-------- Given entries

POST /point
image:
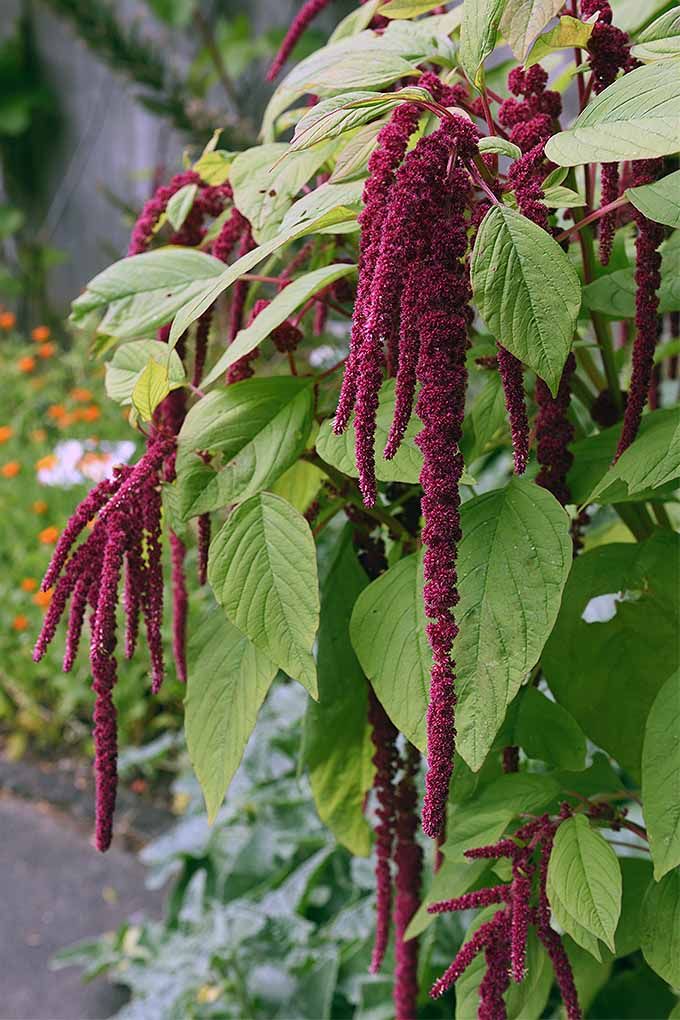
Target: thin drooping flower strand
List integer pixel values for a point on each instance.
(512, 377)
(152, 211)
(103, 664)
(409, 862)
(385, 759)
(609, 52)
(647, 282)
(299, 26)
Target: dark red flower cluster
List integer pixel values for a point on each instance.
(504, 937)
(385, 759)
(554, 434)
(609, 52)
(647, 279)
(126, 515)
(530, 120)
(409, 861)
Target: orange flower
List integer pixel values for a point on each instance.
(81, 395)
(90, 413)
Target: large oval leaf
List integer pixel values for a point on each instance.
(129, 360)
(527, 291)
(267, 177)
(661, 928)
(636, 117)
(341, 771)
(515, 552)
(259, 427)
(262, 568)
(584, 883)
(661, 777)
(523, 19)
(279, 308)
(228, 679)
(140, 294)
(619, 614)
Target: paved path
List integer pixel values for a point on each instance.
(54, 889)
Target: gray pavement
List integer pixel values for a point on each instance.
(55, 889)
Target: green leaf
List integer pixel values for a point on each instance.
(485, 423)
(338, 450)
(523, 19)
(355, 21)
(483, 818)
(636, 875)
(619, 613)
(258, 426)
(661, 777)
(523, 1002)
(266, 180)
(650, 461)
(151, 388)
(180, 205)
(659, 201)
(584, 883)
(526, 290)
(280, 307)
(547, 731)
(502, 146)
(323, 200)
(299, 485)
(636, 117)
(661, 40)
(228, 679)
(515, 551)
(214, 166)
(407, 8)
(479, 29)
(262, 568)
(337, 745)
(129, 361)
(341, 113)
(141, 294)
(387, 631)
(206, 295)
(660, 919)
(568, 34)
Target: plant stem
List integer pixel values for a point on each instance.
(591, 217)
(352, 495)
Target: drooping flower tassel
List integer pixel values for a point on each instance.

----------------

-- Written instruction --
Keep the pictures out of your copy, and repeat every entry above exactly.

-- Output for this exercise --
POST /point
image:
Target: thin drooping flower strand
List integer pixel values for a point on each instance.
(512, 377)
(152, 211)
(103, 664)
(409, 862)
(385, 759)
(609, 52)
(647, 282)
(299, 26)
Target: dark red flower cluster
List integer pixel values for a point on each instance.
(504, 937)
(385, 759)
(554, 434)
(609, 52)
(647, 279)
(126, 515)
(530, 120)
(409, 861)
Target: orange flower
List integer pixel values for a point on each instance.
(81, 395)
(90, 413)
Target: large oval leaf
List integer pixel values for a point on each instance.
(129, 360)
(527, 291)
(267, 177)
(661, 928)
(636, 117)
(341, 771)
(515, 552)
(259, 427)
(262, 568)
(584, 883)
(661, 777)
(523, 19)
(279, 308)
(228, 679)
(140, 294)
(619, 614)
Target: paved path
List integer pixel values for a point on each instance.
(54, 889)
Target: gray pavement
List integer pixel values for a point on each instance.
(55, 889)
Target: green leaf
List integer pixel values for a point on each instance.
(485, 423)
(338, 450)
(523, 19)
(355, 21)
(483, 818)
(636, 875)
(619, 613)
(258, 426)
(661, 777)
(523, 1002)
(266, 180)
(650, 461)
(151, 388)
(180, 205)
(659, 201)
(584, 883)
(526, 290)
(280, 307)
(547, 731)
(502, 146)
(323, 200)
(299, 485)
(636, 117)
(661, 40)
(228, 679)
(515, 551)
(214, 166)
(407, 8)
(479, 29)
(262, 568)
(337, 745)
(129, 361)
(341, 113)
(141, 294)
(387, 631)
(206, 295)
(660, 919)
(568, 34)
Target: plant stem
List integer pixel values for a point on each instance.
(591, 217)
(352, 495)
Target: drooping flower tassel
List integer pixel values for a point on each instance.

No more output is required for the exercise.